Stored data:
● ● ● ●

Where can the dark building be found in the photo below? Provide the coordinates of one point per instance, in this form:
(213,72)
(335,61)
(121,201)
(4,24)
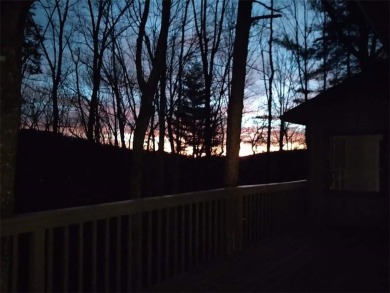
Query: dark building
(347,131)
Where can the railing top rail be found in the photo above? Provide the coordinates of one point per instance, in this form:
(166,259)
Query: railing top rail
(49,219)
(271,187)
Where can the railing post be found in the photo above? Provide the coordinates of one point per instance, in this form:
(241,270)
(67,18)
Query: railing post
(37,258)
(234,233)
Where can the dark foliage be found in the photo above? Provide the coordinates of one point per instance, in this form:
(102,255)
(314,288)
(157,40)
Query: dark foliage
(54,171)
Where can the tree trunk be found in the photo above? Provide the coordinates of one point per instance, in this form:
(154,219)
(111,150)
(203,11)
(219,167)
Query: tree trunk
(236,98)
(13,18)
(148,90)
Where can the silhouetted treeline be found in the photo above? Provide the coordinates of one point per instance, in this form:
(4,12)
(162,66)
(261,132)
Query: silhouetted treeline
(56,171)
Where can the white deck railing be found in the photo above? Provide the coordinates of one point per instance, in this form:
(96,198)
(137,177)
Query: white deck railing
(129,245)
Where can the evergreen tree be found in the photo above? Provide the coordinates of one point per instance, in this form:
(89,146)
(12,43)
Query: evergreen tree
(31,55)
(190,116)
(348,43)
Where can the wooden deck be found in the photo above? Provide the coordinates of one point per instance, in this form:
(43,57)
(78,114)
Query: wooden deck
(326,261)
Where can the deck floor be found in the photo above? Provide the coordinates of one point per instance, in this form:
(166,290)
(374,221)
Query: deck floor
(326,261)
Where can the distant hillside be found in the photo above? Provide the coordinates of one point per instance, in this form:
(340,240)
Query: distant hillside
(54,171)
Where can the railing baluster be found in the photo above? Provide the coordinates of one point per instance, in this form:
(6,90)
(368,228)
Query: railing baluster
(94,256)
(209,228)
(246,223)
(14,261)
(182,238)
(175,241)
(204,231)
(119,254)
(149,250)
(129,254)
(50,248)
(139,254)
(216,227)
(37,271)
(190,232)
(81,257)
(167,243)
(107,254)
(196,246)
(222,228)
(66,258)
(159,244)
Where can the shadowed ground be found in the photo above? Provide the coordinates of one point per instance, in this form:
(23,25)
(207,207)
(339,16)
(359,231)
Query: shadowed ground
(327,261)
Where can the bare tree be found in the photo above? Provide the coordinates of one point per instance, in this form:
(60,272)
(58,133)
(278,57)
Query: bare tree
(53,48)
(148,88)
(209,37)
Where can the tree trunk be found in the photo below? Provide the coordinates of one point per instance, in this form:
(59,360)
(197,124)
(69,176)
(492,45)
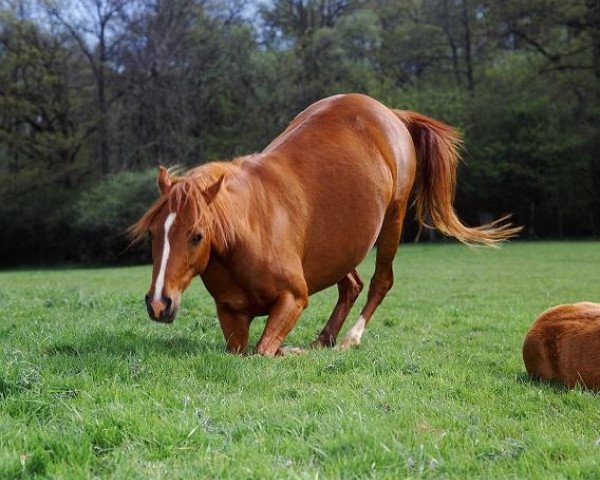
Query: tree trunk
(103,106)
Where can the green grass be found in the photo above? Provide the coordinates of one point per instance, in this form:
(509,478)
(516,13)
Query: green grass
(89,387)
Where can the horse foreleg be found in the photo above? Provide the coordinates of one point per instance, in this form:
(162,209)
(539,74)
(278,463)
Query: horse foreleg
(349,289)
(283,316)
(235,328)
(383,278)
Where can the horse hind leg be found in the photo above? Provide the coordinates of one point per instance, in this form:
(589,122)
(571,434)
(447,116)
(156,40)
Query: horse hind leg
(349,288)
(383,278)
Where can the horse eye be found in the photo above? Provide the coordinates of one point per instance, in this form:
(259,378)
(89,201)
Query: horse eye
(196,238)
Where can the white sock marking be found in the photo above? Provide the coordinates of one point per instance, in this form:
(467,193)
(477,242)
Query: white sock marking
(160,280)
(354,334)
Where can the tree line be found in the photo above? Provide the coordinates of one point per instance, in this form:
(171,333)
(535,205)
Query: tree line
(95,93)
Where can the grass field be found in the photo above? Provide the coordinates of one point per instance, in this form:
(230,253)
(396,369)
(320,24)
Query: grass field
(89,387)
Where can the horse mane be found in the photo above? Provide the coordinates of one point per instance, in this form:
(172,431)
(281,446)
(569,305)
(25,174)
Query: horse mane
(187,188)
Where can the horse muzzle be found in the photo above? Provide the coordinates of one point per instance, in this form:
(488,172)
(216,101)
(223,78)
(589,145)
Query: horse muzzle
(160,310)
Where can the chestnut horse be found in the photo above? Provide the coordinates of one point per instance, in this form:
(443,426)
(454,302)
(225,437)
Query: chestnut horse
(267,230)
(563,345)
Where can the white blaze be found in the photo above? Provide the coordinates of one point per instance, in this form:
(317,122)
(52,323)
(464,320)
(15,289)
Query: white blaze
(160,280)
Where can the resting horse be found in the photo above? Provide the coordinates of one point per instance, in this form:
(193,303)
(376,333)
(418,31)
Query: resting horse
(563,345)
(267,230)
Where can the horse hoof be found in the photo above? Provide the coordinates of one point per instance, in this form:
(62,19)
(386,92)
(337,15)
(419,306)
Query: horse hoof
(290,351)
(347,343)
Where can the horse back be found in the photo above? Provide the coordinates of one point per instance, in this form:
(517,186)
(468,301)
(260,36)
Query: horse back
(345,160)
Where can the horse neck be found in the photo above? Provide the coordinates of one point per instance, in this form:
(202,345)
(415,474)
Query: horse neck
(242,200)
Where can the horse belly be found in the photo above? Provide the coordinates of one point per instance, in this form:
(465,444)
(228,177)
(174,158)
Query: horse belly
(338,246)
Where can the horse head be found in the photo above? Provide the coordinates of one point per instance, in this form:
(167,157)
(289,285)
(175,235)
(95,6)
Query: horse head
(180,227)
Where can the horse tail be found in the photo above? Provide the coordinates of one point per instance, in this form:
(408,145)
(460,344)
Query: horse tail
(438,146)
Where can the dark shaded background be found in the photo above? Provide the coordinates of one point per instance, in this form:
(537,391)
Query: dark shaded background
(95,93)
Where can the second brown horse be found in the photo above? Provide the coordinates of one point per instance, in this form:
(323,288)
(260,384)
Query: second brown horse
(266,231)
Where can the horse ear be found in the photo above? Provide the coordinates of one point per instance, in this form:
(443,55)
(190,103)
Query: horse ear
(163,180)
(210,193)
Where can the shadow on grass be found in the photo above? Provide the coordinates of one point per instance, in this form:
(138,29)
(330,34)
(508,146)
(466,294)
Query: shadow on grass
(126,343)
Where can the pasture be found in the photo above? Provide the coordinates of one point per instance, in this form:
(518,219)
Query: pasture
(90,387)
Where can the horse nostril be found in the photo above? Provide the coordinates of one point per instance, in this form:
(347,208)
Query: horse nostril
(168,303)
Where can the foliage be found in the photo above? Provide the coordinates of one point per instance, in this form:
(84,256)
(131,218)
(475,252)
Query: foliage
(90,387)
(104,212)
(89,92)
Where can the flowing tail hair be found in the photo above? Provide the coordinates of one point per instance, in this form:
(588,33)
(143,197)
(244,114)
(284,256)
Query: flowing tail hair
(438,147)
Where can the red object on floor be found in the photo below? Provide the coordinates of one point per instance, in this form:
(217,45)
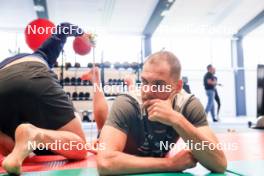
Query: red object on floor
(53,162)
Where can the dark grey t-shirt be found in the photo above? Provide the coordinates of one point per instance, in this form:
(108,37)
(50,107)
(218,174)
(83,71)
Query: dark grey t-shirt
(144,137)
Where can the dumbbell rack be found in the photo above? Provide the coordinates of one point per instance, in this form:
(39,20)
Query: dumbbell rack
(81,92)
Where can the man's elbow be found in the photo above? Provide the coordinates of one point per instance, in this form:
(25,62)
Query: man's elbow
(221,165)
(103,164)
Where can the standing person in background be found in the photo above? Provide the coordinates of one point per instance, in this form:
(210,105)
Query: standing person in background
(217,98)
(209,85)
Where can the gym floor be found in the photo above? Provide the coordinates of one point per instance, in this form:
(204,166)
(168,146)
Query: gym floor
(248,159)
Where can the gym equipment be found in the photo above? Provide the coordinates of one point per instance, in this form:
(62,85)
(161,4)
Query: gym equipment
(74,96)
(68,65)
(87,96)
(73,81)
(69,94)
(126,65)
(107,64)
(67,81)
(79,81)
(77,65)
(37,32)
(81,96)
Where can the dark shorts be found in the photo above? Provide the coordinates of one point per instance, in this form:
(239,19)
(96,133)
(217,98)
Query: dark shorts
(31,93)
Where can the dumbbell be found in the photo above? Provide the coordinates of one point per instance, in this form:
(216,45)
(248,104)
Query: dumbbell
(67,81)
(69,94)
(79,81)
(85,115)
(77,65)
(134,66)
(125,65)
(73,81)
(87,96)
(67,65)
(107,64)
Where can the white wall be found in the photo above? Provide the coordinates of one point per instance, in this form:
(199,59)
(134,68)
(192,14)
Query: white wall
(253,55)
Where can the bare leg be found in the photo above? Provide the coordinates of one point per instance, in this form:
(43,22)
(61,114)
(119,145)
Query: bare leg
(27,133)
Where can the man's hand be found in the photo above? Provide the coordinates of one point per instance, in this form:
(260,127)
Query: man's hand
(161,110)
(181,161)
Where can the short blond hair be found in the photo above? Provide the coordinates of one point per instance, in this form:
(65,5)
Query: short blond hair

● ● ● ●

**Short exercise**
Copy out word for word the part of the entries that begins with the line containing "Where can the white wall" and runs through the end of the entries.

**Finished exercise**
Where can the white wall be found in the photo above? Provide the coordinates of one point per instance, in this form:
(199,59)
(134,68)
(192,14)
Query: white wall
(253,55)
Where can the bare leg be found in the photo above? Provide the coordinates of one point per instance, in this form:
(43,22)
(61,114)
(119,145)
Query: bare leg
(27,133)
Where can the man's hand be found in the photo above? Provide the coordinates of one point per instance, in this form:
(260,127)
Query: man's hand
(161,110)
(181,161)
Where can the short blond hair be found in the photo above? Provide the coordinates of one point per instance, in this form:
(65,5)
Query: short blond hair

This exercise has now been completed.